■ **EXERCISE**
In the entries below, find the line with "Target: blue wooden table" and the line with "Your task: point to each instance of the waterfall"; reproduce those two lines and all lines between them exactly, without pictures.

■ **SOURCE MATERIAL**

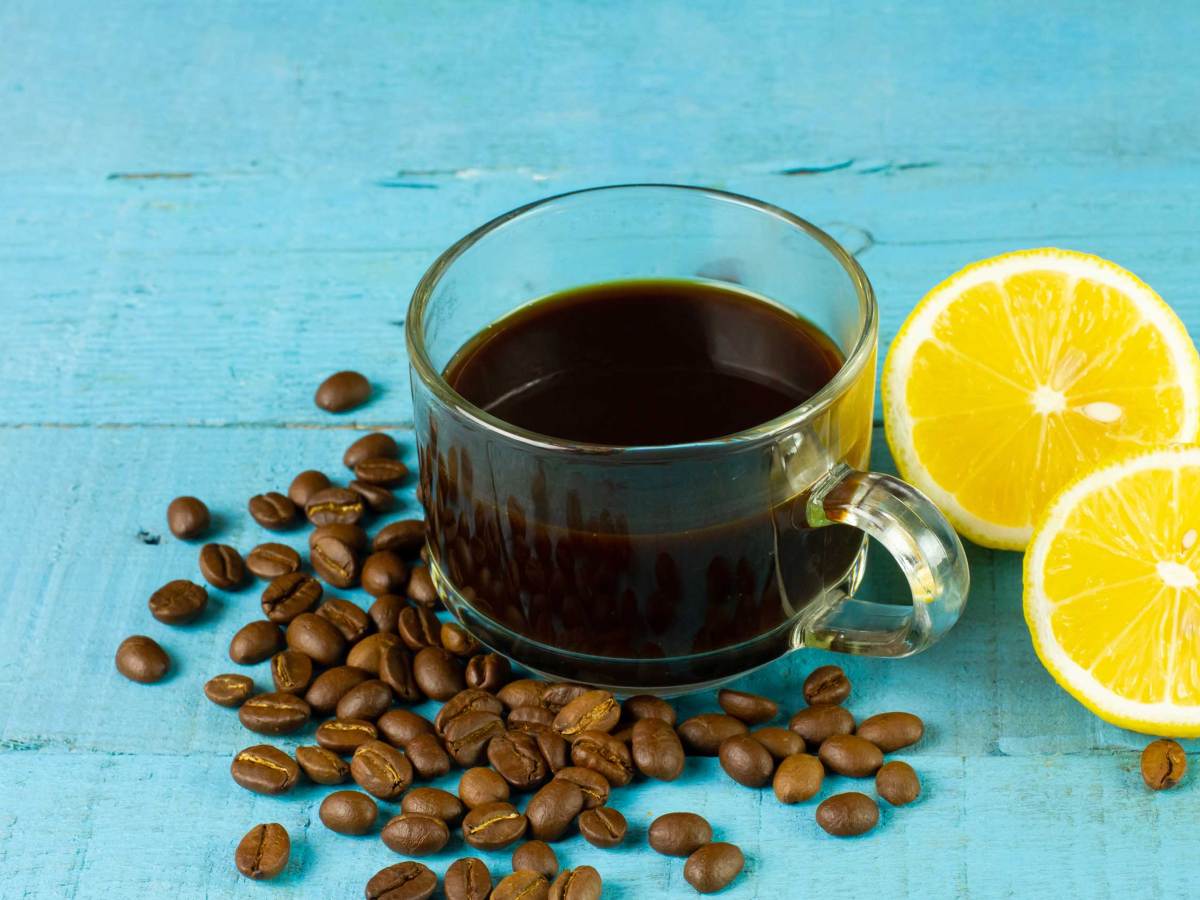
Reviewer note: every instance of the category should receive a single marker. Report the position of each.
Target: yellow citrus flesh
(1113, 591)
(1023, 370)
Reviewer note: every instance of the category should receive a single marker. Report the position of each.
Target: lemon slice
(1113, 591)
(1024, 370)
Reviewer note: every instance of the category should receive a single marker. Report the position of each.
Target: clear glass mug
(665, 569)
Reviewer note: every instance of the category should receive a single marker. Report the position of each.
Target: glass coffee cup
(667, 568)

...

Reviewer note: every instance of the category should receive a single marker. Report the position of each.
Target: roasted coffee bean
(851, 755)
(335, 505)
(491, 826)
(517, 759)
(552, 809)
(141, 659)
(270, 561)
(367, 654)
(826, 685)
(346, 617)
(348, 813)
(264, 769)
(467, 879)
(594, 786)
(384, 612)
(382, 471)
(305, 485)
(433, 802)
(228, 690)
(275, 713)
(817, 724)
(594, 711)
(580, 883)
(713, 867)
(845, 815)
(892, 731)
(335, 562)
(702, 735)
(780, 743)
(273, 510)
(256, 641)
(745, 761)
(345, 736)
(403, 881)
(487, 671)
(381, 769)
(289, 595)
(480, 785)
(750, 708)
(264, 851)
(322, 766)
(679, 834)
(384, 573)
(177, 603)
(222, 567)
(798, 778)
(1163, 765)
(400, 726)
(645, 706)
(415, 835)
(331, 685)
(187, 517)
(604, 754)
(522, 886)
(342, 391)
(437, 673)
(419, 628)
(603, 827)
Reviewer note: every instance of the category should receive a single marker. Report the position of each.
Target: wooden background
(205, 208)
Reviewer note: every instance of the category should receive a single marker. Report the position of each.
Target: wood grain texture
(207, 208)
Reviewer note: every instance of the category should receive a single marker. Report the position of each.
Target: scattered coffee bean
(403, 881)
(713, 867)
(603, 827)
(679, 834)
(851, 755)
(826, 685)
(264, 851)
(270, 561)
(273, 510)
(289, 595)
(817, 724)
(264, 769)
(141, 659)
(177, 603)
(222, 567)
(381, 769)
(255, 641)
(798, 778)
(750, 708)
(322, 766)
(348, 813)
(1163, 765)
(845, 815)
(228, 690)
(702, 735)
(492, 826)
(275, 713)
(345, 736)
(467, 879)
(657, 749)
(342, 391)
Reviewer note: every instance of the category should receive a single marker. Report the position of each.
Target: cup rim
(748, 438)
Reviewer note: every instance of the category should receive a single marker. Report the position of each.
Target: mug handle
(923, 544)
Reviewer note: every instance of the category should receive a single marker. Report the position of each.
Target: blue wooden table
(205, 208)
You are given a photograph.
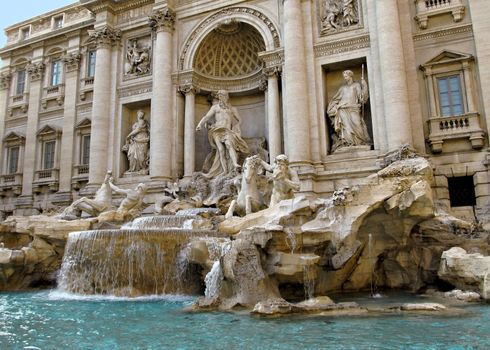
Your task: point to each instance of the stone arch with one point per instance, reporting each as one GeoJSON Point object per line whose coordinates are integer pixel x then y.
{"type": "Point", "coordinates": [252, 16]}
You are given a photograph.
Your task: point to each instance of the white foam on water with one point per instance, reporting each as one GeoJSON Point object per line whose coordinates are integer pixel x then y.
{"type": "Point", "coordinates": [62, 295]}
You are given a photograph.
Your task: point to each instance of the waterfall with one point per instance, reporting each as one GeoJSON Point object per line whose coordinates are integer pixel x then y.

---

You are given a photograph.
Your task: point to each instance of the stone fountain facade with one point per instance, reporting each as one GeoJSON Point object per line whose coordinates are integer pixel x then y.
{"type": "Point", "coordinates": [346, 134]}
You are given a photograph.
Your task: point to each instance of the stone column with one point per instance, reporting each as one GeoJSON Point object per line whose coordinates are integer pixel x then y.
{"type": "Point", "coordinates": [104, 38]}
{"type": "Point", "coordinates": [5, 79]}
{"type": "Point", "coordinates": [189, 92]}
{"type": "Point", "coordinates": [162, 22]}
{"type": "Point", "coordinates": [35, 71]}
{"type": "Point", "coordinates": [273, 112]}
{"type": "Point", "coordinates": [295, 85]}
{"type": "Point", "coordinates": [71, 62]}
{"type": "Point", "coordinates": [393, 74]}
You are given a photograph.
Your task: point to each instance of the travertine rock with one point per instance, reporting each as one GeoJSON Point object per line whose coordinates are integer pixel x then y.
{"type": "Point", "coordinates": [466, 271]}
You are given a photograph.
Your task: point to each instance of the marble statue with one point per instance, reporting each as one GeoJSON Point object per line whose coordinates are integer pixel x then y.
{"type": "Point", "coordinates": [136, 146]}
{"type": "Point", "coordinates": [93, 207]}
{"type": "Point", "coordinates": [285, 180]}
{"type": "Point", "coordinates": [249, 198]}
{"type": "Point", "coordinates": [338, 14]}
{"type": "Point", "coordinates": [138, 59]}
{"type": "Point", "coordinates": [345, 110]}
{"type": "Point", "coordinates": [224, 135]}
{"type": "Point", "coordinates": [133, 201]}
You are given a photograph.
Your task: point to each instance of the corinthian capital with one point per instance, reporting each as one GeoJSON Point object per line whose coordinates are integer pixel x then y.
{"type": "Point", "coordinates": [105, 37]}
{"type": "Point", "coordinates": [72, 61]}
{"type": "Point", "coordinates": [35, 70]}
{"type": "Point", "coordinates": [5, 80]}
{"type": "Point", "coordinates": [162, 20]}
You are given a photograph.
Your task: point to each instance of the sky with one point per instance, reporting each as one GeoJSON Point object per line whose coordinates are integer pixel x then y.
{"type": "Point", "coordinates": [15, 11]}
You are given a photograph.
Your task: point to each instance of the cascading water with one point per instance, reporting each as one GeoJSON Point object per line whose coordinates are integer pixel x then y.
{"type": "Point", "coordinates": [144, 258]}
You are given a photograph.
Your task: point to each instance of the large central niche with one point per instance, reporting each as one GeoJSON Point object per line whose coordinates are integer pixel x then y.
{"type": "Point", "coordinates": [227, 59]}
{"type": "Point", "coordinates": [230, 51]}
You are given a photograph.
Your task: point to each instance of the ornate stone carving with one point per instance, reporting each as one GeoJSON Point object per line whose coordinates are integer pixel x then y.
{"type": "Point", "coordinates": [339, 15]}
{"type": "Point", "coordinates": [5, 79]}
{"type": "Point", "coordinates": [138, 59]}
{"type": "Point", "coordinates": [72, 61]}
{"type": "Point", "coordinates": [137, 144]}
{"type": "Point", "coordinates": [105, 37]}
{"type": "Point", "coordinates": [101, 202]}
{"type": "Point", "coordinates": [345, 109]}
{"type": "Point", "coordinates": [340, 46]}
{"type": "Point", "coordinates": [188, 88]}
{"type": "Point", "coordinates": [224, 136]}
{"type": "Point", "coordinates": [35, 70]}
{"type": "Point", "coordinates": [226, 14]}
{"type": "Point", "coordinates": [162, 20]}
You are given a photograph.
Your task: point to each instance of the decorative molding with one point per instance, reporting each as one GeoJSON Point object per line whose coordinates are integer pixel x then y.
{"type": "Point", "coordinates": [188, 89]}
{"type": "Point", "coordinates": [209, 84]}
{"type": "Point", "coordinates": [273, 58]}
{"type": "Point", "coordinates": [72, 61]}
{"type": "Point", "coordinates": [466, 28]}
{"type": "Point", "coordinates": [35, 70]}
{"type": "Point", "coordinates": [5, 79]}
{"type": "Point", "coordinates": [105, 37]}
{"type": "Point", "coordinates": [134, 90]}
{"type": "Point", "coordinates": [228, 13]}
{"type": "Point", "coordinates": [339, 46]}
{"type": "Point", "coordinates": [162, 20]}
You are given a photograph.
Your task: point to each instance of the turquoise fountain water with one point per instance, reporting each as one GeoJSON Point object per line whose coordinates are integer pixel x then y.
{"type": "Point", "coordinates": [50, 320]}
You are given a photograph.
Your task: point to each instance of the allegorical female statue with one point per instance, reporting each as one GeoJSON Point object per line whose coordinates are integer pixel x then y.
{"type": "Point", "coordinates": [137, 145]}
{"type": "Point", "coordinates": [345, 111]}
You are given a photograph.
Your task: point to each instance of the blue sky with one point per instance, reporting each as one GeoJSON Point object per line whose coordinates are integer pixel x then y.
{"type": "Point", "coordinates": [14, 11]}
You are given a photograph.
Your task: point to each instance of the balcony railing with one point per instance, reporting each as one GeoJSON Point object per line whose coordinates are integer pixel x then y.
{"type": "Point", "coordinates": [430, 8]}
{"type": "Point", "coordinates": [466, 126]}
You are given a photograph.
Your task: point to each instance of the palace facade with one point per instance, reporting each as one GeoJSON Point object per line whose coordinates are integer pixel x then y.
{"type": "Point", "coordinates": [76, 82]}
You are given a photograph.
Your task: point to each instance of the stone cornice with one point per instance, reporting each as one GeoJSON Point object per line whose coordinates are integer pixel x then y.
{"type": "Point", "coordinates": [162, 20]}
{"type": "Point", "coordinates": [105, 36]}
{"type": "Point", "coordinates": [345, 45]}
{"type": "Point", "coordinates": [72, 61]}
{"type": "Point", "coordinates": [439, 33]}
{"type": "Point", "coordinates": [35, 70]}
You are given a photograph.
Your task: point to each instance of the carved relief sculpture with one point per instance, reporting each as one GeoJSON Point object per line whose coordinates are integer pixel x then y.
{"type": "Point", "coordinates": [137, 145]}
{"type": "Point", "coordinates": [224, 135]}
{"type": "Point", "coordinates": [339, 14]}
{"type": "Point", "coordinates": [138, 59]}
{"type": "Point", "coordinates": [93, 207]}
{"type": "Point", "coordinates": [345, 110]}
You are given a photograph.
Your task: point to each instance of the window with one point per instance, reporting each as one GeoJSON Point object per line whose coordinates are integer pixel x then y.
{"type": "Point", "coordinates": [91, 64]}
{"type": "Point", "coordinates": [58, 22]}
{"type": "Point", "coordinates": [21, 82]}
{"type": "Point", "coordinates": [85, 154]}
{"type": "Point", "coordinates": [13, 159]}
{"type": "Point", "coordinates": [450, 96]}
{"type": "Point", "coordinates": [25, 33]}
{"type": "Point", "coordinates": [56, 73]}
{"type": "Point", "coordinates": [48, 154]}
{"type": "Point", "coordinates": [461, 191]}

■ **PROBLEM SOLUTION**
Target: blue wooden table
(205, 208)
You are given a photograph.
Your task: point to each instance of the stone arch with one point per instance, reporting each as one GeoJSON Point object per line whose coordinates are integer pixel x then y.
{"type": "Point", "coordinates": [252, 16]}
You are given a photograph.
Your task: point to each instance of the white foam on water with one point per instance, reporting each as one GeoJSON Point object per line whose coordinates are integer pixel x then y.
{"type": "Point", "coordinates": [62, 295]}
You are given a photograph.
Your task: point to each instance of the waterfall with one point per instance, reporting each as one GeoJSON Point object per line whose coordinates are integer pixel x then y.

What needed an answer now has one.